[start Selected passage]
America is no longer building “the wall” but America is putting up barriers to international trade. The rest of the world is taking barriers down.
China is now leading on trade and America is getting left behind.
Effective January 1, 2022 China will start the largest global trade deal on earth and America is not included. The Chinese program is called the Regional Comprehensive Economic Partnership (RCEP) and covers 15 countries, thirty percent of the world’s population, and $26.2 trillion of global output. China may soon be the dominate player in global trade.
On the same day in January that RCEP appears, America will be shrinking the USA trade platform. It looks like Ethiopia, Guinea, and Mali will be tossed out of the African Growth and Opportunity Act (AGOA) and that will diminish the African trade effort, and potentially sink AGOA for future generations.
During his tenure, it was former President Trump who de-joined the Trans-Pacific Partnership (TPP), and it was Congress that did not renew the Generalized Systems of Preferences (GSP) or the Miscellaneous Tariff Bill (MTB). These trade programs are critically important for America to foster international trade, and would have reduced costs to the American consumer. Instead, as everyone knows, prices are now going up and the purchasing power of the dollar is going down.
[end Selected passage]
# Tasks to carry out
a) How many countries does RCEP cover, according to the trade passage?
b) Write a continuation of the trade passage, starting after its final sentence.
[start Dataset rows]
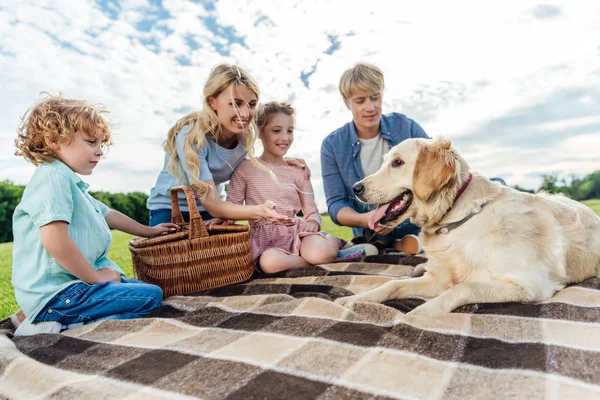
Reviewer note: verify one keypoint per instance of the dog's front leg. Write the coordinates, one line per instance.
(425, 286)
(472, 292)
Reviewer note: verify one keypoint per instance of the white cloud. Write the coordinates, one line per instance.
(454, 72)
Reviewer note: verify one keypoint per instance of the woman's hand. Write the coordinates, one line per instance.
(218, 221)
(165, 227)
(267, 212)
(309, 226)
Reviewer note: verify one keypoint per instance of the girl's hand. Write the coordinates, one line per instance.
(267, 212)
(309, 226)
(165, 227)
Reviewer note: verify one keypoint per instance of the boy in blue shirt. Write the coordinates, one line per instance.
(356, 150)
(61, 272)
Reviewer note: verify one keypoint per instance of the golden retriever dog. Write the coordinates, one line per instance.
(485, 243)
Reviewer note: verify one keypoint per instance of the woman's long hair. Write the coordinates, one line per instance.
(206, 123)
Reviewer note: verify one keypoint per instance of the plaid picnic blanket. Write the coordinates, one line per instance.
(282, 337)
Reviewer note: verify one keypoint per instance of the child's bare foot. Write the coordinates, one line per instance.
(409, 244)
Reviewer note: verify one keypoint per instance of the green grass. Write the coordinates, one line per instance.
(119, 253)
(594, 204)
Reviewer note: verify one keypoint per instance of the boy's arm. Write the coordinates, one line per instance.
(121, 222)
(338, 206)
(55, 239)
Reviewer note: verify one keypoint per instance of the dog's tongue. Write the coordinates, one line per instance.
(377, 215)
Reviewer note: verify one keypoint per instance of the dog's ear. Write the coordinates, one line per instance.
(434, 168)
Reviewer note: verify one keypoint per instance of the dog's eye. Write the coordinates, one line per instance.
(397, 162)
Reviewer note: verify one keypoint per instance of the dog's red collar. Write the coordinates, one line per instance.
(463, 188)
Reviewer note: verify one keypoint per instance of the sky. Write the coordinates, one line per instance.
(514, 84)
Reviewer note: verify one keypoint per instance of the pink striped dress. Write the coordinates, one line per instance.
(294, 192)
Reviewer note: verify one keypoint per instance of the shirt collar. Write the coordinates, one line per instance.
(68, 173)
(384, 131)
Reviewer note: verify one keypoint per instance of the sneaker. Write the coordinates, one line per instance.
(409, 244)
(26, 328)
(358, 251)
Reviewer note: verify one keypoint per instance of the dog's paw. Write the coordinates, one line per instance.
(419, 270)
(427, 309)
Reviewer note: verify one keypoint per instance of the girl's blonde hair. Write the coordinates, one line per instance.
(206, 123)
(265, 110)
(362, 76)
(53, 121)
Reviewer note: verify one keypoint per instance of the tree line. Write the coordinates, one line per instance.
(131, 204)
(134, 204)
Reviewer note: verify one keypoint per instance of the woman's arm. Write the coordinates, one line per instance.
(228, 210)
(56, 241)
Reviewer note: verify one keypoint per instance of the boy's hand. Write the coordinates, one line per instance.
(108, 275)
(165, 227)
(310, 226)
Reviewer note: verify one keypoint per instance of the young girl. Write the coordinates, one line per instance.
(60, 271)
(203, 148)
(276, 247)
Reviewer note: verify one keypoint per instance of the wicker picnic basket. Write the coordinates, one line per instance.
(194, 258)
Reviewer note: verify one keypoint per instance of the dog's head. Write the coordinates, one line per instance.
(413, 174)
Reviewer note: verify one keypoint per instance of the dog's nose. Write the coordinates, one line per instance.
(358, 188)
[end Dataset rows]
[start Dataset rows]
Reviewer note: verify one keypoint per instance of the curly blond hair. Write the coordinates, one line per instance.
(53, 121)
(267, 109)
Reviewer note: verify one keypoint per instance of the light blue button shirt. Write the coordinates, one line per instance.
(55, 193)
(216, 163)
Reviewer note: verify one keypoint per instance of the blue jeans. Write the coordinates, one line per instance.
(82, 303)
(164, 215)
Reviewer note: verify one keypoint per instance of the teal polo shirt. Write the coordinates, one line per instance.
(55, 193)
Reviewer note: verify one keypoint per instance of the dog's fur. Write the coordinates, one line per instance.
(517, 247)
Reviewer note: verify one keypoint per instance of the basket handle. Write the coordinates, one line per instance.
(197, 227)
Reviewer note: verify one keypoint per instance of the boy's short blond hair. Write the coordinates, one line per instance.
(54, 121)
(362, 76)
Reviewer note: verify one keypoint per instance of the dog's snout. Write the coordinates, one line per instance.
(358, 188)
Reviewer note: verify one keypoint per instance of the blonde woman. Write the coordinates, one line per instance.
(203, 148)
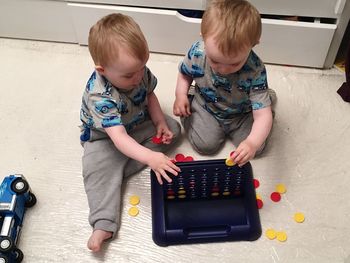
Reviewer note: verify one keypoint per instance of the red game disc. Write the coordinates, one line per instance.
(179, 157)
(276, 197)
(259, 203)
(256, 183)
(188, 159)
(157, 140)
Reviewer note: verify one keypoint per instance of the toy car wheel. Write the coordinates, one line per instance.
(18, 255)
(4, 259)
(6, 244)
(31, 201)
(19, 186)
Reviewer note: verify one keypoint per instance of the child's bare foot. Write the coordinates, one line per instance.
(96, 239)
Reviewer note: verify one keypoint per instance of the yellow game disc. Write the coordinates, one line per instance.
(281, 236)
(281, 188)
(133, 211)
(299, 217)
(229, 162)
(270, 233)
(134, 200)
[end Dataset rows]
[start Dataset rows]
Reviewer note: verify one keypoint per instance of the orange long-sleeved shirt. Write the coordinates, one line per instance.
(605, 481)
[end Dataset rows]
# Set of answers
a) 15 countries

b)
Last week, Congress passed the Uyghur Forced Labor Protection Act which is an important bill, but one that will be disruptive to global trade. The legislation will prevent products imported from China (either directly or indirectly) – from being tainted by forced labor during their manufacturing process, or if the products are assembled using any raw materials or components that are tainted. American public opinion is against forced labor, but there are many who question if this legislation can be effective, or whether the government will have created a federal boondoggle that will distort an already fragile trading relationship with China. The bill is designed to use trade for political purposes – to control a very difficult humanitarian situation in Xinjiang, China – based on cotton and other products from the region.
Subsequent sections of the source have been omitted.